* TASK STATEMENT *
Write out every line of the records below as a numbered list, skipping any blank lines and leaving out the pictures.

* INFORMATION SUPPLIED *

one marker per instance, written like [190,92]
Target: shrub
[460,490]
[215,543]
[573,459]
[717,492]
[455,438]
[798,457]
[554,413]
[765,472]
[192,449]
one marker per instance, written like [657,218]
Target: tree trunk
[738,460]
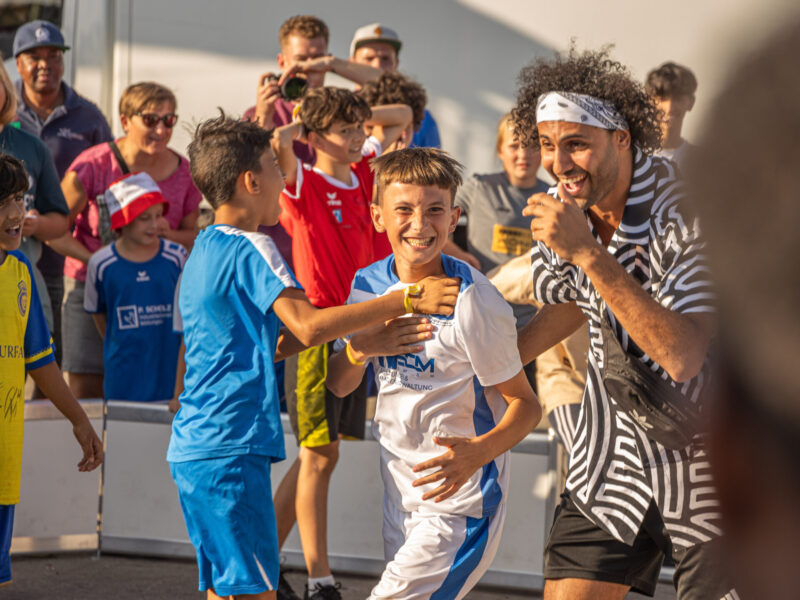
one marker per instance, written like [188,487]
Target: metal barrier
[141,514]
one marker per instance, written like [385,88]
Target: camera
[293,88]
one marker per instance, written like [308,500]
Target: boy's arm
[283,147]
[100,322]
[51,382]
[399,336]
[314,326]
[355,72]
[388,122]
[464,456]
[180,371]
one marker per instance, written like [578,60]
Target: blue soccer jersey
[444,390]
[229,405]
[140,350]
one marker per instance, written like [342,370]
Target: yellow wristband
[411,290]
[350,357]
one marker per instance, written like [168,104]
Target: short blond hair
[140,95]
[417,166]
[306,26]
[8,112]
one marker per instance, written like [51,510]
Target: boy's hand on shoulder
[437,295]
[464,456]
[90,444]
[398,336]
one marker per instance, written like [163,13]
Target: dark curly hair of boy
[395,88]
[590,72]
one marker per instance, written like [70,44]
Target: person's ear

* OUTPUT *
1. one marker per instance, written like [190,92]
2. Target: shrub
3. [460,490]
4. [215,543]
5. [573,459]
6. [717,492]
7. [455,438]
8. [798,457]
9. [554,413]
10. [765,472]
11. [192,449]
12. one marker per instance, written like [657,218]
13. Target: tree trunk
14. [738,460]
15. one marker per instance, written like [188,487]
16. Target: metal barrier
17. [141,514]
18. one marker per instance, written like [385,88]
19. Target: camera
20. [293,88]
21. one marker per instance, written like [308,500]
22. Target: boy's arm
23. [283,147]
24. [100,322]
25. [51,382]
26. [399,336]
27. [314,326]
28. [355,72]
29. [388,122]
30. [464,456]
31. [180,371]
32. one marker per instance, written like [578,60]
33. Target: blue soccer jersey
34. [444,390]
35. [229,405]
36. [140,350]
37. one marker per instance, written like [342,370]
38. Target: yellow wristband
39. [411,290]
40. [350,357]
41. one marker per instance, written like [168,104]
42. Target: short blond hair
43. [140,95]
44. [417,166]
45. [306,26]
46. [8,112]
47. one marker per instance, written like [51,510]
48. Target: boy's hand on shoulder
49. [437,295]
50. [464,456]
51. [90,444]
52. [398,336]
53. one marker per instance, written like [163,13]
54. Target: dark curly hair of boy
55. [395,88]
56. [590,72]
57. one marker per instance, written like [70,44]
58. Target: person's ear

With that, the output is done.